Preamps... nothing is perfect.

@Sablon Audio

How does Teflon compare to cotton and silk in your experience?

@DaveC

Even inside Teflon, I'd expect corrosion. Wouldn't you? Are you somehow sealing the ends of each 26 awg strand of Teflon insulated wire when you build a cable?
 
@Sablon Audio

How does Teflon compare to cotton and silk in your experience?

@DaveC

Even inside Teflon, I'd expect corrosion. Wouldn't you? Are you somehow sealing the ends of each 26 awg strand of Teflon insulated wire when you build a cable?


Haha, yeah, just putting it in teflon won't do anything. I flush the tube with inert gas and seal the ends.

IMO, conductors that corrode are about the same as selling a 12g solid-core cable or a ribbon cable that can't be bent repeatedly without breaking. It takes a lack of ethics to sell products like these. We have enough throw-away garbage in the world, I want my cables to work a century later.
 
How do you seal the ends? Something like shrink tube is unlikely to do the job.

There are a couple adhesives that will seal teflon.

*GIVEN ENTRIES:*
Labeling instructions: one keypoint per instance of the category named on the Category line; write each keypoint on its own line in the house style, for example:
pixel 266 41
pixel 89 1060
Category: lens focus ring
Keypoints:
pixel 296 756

---

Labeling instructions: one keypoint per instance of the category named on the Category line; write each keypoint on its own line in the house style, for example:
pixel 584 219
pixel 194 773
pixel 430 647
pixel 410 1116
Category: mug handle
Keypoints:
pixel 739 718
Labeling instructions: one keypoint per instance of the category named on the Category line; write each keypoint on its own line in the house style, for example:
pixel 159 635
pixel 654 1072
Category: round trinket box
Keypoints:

---

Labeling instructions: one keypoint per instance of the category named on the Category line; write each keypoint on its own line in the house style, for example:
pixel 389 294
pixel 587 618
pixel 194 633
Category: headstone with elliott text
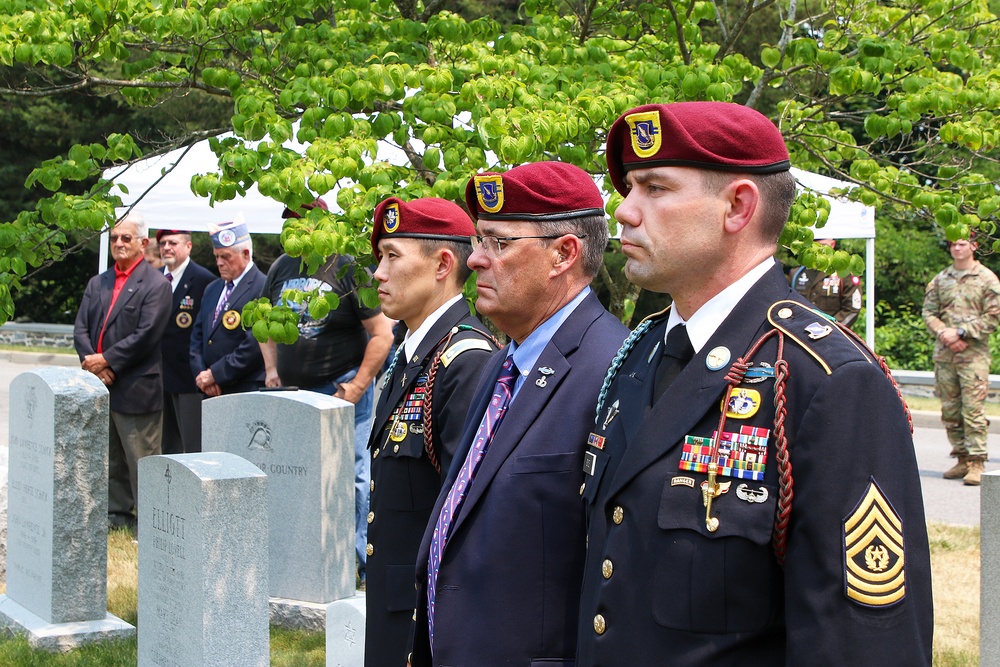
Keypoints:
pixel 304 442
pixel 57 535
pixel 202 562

*PROBLEM STATEMENT:* Extend the forum thread on Teflon-insulated audio cable wire from its final line.

*REPLY:*
With my schedule over the next few days, I won't be able to listen to music until Saturday. So I decided to test observations I've read that transformers or autoformers have a "break in" period, after or during which they will sound different.

lOtUNrT.jpg


I'm running a varying frequency and amplitude sweep. Amplitude is capped at 5V pk-pk at the autoformer inputs. The fundamentals sweep 10 Hz to about 25 kHz with different waveform patterns (square, sawtooth, sine, etc) warble tones, complex waveforms, and noise with high frequency content out to 100 kHz. I'll run this through the AVC for the next 4 days. It should provide a rigorous break in. Saturday after about 100 hours, I'll try to detect audible differences with the AVC back in my system.

You don't need to try to detect diff after the process, because there must be changes/improvement and they are easily audible.

Will you "load' the output side too, to simulate a real working condition?
 
You don't need to try to detect diff after the process, because there must be changes/improvement and they are easily audible.

Will you "load' the output side too, to simulate a real working condition?

I'll be the judge of that! Haha... Yes it is loaded by the scope 1Meg inputs.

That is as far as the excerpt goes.